## Start

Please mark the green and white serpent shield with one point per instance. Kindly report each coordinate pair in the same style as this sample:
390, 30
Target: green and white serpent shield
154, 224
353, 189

## End

-- What is needed --
Rewrite the rows above, swapping "serpent shield" for "dragon shield" wherever it occurs and leaving everything else the same.

-- The reply --
Please mark the green and white dragon shield with one point per instance. Kindly report each coordinate pair in the same style as this sample:
390, 30
Target: green and white dragon shield
154, 224
353, 189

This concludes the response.